=== Data to process ===

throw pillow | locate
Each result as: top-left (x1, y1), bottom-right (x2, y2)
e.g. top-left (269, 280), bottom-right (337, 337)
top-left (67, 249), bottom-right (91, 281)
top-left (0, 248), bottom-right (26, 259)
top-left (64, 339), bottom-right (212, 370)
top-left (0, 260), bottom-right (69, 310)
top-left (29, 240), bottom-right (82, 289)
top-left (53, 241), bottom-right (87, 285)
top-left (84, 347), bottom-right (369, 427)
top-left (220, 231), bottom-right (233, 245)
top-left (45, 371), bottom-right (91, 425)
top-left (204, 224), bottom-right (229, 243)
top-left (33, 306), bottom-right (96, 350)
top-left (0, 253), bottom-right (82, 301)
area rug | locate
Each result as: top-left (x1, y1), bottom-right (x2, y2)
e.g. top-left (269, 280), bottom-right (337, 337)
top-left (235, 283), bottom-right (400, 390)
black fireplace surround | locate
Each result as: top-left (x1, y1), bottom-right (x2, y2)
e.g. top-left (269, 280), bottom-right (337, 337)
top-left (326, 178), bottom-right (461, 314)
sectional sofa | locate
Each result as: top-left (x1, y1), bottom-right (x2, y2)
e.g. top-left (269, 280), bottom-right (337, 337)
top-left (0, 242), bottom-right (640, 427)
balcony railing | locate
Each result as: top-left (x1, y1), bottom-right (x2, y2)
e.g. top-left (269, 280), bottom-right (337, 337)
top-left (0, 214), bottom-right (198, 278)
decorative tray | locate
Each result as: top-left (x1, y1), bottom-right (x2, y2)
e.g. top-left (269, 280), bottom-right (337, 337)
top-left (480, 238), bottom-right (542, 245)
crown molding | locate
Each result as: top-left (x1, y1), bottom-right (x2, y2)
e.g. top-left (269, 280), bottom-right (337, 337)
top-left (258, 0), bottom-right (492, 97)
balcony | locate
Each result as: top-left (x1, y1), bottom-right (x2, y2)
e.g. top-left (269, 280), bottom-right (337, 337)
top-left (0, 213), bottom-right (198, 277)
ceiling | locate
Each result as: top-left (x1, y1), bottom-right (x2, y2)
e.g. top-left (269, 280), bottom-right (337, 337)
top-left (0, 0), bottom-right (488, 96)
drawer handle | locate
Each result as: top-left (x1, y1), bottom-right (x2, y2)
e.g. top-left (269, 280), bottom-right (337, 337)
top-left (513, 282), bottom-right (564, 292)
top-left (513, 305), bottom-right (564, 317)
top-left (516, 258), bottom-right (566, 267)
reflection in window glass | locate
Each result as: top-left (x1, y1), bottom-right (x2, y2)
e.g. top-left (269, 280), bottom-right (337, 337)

===

:: What the exercise asks ::
Convert the lines of the records above into a JSON list of strings, one string per line with blank lines omitted. Start with the line containing "balcony | locate" and go on through the line containing "top-left (0, 213), bottom-right (198, 277)".

:: Final answer ::
[
  "balcony | locate",
  "Each result as: top-left (x1, y1), bottom-right (x2, y2)",
  "e.g. top-left (269, 280), bottom-right (337, 337)",
  "top-left (0, 213), bottom-right (198, 277)"
]